## [Required work]
Copy every entry exactly.

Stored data
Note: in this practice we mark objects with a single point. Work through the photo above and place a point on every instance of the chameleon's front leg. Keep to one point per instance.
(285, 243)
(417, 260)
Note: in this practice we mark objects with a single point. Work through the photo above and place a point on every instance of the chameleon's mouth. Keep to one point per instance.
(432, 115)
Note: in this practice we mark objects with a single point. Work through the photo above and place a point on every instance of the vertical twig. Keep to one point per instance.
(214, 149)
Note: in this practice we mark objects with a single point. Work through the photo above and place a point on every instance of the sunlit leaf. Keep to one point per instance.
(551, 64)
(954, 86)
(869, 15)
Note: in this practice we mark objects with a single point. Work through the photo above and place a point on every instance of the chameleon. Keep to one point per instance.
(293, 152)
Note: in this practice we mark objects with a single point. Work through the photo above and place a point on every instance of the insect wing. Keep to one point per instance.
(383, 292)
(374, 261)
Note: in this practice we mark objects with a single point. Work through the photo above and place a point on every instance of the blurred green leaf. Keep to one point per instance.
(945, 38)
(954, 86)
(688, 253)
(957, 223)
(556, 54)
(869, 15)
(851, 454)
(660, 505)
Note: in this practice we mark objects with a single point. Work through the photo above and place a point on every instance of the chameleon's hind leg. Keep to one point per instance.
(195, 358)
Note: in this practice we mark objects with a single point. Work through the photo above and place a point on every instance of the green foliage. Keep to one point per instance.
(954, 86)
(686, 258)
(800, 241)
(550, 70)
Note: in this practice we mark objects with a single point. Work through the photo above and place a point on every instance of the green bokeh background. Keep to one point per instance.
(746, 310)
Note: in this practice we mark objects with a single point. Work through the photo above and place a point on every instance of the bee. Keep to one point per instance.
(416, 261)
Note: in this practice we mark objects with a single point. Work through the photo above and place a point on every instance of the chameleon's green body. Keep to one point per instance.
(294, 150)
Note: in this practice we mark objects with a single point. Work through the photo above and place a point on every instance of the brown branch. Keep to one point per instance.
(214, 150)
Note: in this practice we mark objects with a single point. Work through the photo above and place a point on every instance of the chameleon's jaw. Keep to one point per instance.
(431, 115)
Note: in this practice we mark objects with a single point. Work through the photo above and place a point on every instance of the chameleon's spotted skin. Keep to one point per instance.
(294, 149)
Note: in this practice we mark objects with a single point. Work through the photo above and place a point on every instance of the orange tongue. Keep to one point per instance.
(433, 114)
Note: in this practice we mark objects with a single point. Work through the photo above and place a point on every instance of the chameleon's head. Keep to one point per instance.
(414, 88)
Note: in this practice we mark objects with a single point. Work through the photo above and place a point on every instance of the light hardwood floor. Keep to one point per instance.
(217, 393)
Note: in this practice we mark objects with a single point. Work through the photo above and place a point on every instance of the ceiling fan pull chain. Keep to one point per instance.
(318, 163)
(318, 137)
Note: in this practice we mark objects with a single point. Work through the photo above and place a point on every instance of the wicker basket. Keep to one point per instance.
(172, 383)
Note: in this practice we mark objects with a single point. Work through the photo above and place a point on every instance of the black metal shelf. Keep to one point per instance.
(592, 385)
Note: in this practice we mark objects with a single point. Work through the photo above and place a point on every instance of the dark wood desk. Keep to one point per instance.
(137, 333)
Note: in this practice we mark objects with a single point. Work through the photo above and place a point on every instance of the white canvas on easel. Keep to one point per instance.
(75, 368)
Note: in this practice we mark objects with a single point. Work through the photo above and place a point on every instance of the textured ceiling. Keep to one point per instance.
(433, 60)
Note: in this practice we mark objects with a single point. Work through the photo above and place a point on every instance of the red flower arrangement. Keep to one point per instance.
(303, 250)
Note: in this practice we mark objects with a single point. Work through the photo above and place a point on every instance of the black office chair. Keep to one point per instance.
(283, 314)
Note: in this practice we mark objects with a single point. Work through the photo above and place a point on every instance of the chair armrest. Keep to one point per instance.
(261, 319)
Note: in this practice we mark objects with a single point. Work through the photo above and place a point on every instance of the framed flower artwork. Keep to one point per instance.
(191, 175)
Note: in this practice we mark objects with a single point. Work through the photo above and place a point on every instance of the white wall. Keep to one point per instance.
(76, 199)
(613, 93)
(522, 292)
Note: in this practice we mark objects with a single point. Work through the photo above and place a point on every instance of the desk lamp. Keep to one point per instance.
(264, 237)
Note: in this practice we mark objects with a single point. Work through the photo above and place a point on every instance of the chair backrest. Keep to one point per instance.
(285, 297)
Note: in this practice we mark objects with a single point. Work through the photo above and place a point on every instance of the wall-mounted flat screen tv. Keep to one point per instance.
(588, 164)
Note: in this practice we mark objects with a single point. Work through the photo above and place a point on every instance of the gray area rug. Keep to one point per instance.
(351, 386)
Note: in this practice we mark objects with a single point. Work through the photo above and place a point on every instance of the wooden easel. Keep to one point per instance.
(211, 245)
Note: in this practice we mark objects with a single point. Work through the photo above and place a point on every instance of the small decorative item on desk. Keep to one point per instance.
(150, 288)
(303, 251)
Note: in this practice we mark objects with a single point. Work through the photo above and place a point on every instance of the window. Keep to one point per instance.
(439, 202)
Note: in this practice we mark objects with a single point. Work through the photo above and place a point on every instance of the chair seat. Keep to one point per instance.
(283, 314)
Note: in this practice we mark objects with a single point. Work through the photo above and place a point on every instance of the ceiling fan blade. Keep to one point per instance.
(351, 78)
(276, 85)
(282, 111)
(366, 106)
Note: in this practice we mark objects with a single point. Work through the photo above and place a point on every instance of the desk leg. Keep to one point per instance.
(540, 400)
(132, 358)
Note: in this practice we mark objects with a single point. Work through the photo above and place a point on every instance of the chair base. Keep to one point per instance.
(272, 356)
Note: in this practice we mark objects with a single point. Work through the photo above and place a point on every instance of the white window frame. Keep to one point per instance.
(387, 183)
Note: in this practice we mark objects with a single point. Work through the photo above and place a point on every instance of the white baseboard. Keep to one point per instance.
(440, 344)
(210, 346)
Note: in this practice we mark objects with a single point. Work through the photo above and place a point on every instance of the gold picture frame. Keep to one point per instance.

## [Exercise answer]
Note: in this practice we mark objects with a single point. Work through the photo above and place a point on every instance of the chameleon's front leg. Keep to one point per instance.
(285, 243)
(417, 260)
Note: in this practice we mark objects with a single point. Work through the photo above and place a point on every instance of the chameleon's mouth. Keep to one point per instance.
(432, 115)
Note: in this practice we mark objects with a single point. Work through the photo above and place a point on every instance of the vertical twig. Keep to one point per instance.
(214, 149)
Note: in this practice we mark objects with a single point. Work through the photo above and place a point on every instance of the sunlit leaf. Keep to one point per instance.
(551, 64)
(954, 86)
(869, 15)
Note: in this practice we mark objects with a single point. Work through the photo above and place a point on every instance of the chameleon. Keep to one point per instance.
(293, 152)
Note: in this practice we mark objects with a single point. Work through the photo above and place a point on every instance of the insect wing. Keep to one point per instance.
(383, 292)
(374, 261)
Note: in this practice we mark objects with a single point. Work through the photo above and place a point on every instance of the blurred green leaf. Keep to one point per instance.
(945, 38)
(954, 86)
(688, 253)
(957, 223)
(556, 54)
(869, 15)
(851, 454)
(660, 505)
Note: in this practice we mark objects with a single point. Work through the photo above and place a point on every instance of the chameleon's hind leg. Keep to one point per instance.
(195, 358)
Note: in this practice we mark objects with a single point. Work through the photo above and place a point on every instance of the green foliage. Keep to one point per instance.
(954, 86)
(686, 258)
(800, 241)
(550, 70)
Note: in this practice we mark objects with a single point. Work through the photo above and place a point on every instance of the green bokeh background. Keep to one point per instance.
(746, 310)
Note: in this practice we mark objects with a single point. Work through the photo above and place a point on every instance of the bee. Keep to one point per instance.
(416, 261)
Note: in this practice we mark objects with a single point. Work through the photo above and place a point on every instance of the chameleon's green body. Keep to one point per instance.
(294, 150)
Note: in this practice we mark objects with a single point. Work through the photo above and place a point on every instance of the brown branch. Keep to one point per instance.
(214, 150)
Note: in this practice we mark objects with a single point. Work through the photo above and place a point on every instance of the chameleon's jaw. Keep to one point per instance.
(431, 115)
Note: in this practice we mark objects with a single point. Work through the photo above and place a point on every instance of the chameleon's spotted skin. Keep to one point per instance.
(294, 149)
Note: in this practice we mark objects with a single point. Work through the photo above and place a point on every instance of the orange tongue. Keep to one point per instance.
(433, 114)
Note: in this practice we mark objects with a single point. Work through the photo above and place a point on every instance of the chameleon's head. Keep to one point per instance.
(414, 88)
Note: in this practice we mark objects with a single point. Work through the photo above and place a point on every instance of the light hardwood floor. Keep to one point per instance.
(217, 393)
Note: in this practice we mark objects with a single point. Work through the photo above and place a point on every instance of the ceiling fan pull chain. Keep to one point per instance.
(318, 163)
(318, 137)
Note: in this practice we mark objects with a single point. Work through the photo above and place a point on every instance of the wicker basket. Keep to one point per instance.
(172, 383)
Note: in this practice we mark objects with a single point. Work through the photo above and place a point on every instance of the black metal shelf. Keep to one point per instance.
(592, 385)
Note: in this practice we mark objects with a single point. Work through the photo above and place a point on every instance of the dark wood desk. Keep to one point per instance.
(137, 333)
Note: in this practice we mark objects with a single point. Work through the photo above and place a point on every instance of the white canvas on easel. Keep to one point per instance.
(75, 368)
Note: in this practice we mark objects with a single point. Work through the photo above and place a point on every instance of the textured ceiling. Keep to one point per instance.
(433, 60)
Note: in this practice we mark objects with a single point. Work through the photo above and place a point on every instance of the red flower arrangement. Keep to one point per instance.
(303, 250)
Note: in this practice we mark objects with a single point. Work through the photo above and place a point on every instance of the black office chair. Keep to one point per instance.
(283, 314)
Note: in this practice we mark objects with a single point. Work through the photo above and place a point on every instance of the chair armrest. Keep to one point per instance.
(261, 319)
Note: in this practice we mark objects with a single point. Work through the photo above and place a point on every instance of the framed flower artwork. Keep to one point per instance.
(191, 175)
Note: in this practice we mark objects with a single point. Work through the photo above and place a point on every instance of the white wall. Keep to one point per instance.
(76, 199)
(613, 93)
(522, 292)
Note: in this practice we mark objects with a single point. Work through the photo above and place a point on every instance of the desk lamp. Keep to one point per instance.
(264, 237)
Note: in this practice we mark objects with a single point. Work through the photo above and place a point on every instance of the chair backrest. Keep to one point per instance.
(285, 297)
Note: in this practice we mark objects with a single point. Work through the photo above and place a point on every instance of the wall-mounted flat screen tv. Keep to one point per instance.
(588, 164)
Note: in this practice we mark objects with a single point. Work through the photo above and place a point on every instance of the gray area rug. Keep to one point per instance.
(351, 386)
Note: in this practice we mark objects with a single point. Work through the photo above and place a point on every instance of the wooden easel. Keep to one point per instance.
(211, 245)
Note: in this practice we mark objects with a single point. Work through the photo above and place a point on every instance of the small decorative item on desk. Keep to one point per instance.
(150, 288)
(303, 251)
Note: in this practice we mark objects with a single point. Work through the photo above and place a point on every instance of the window. Keep to one point per instance.
(439, 202)
Note: in this practice we mark objects with a single point. Work through the photo above and place a point on every instance of the chair seat. Keep to one point per instance.
(283, 314)
Note: in this practice we mark objects with a single point. Work through the photo above and place a point on every instance of the ceiling fan blade. Keep to one point per instance.
(351, 78)
(276, 85)
(282, 111)
(366, 106)
Note: in this practice we mark objects with a single point. Work through the photo above and place a point on every instance of the desk leg. Keep to one point per instance.
(540, 400)
(132, 358)
Note: in this practice we mark objects with a single point. Work through the photo above and place a point on every instance of the chair base. Keep to one point per instance.
(272, 356)
Note: in this practice we mark objects with a single point. Work through the photo above and place a point on every instance of the white window frame. Keep to one point per instance.
(387, 183)
Note: in this practice we mark objects with a single point. Work through the photo above and place a point on every instance of the white baseboard. Keep to one point per instance.
(440, 344)
(210, 346)
Note: in this practice we mark objects with a single point. Work through the photo above and place a point on every instance of the gold picture frame. Keep to one point per instance.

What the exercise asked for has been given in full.